# EXERCISE DESCRIPTION
The data below holds a line containing "Target: green grass" and a line containing "Find the playground"; please quote exactly those two lines and every line between them, and nothing else.

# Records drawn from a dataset
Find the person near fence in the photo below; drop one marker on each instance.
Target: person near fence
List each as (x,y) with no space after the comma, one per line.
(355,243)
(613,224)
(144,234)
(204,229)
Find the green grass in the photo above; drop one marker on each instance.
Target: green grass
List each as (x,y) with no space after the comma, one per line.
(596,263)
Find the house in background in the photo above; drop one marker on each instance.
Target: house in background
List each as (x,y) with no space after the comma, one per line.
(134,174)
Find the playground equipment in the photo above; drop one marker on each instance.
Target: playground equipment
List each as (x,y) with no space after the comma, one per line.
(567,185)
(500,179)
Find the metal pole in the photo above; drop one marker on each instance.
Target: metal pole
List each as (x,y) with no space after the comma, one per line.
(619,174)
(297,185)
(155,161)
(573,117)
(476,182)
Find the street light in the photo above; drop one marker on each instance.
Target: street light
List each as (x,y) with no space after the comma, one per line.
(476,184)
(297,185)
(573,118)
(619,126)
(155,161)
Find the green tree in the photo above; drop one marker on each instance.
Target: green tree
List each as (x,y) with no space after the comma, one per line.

# RESPONSE BOX
Target: green grass
List each as (x,y) with no space after the comma, one per line.
(596,263)
Find the house in background in the photo above; drop one marker on each instance.
Target: house in background
List each as (x,y) with no space after the comma, one per line.
(134,174)
Find the playground equipment in the photo above; drop one marker on each instance.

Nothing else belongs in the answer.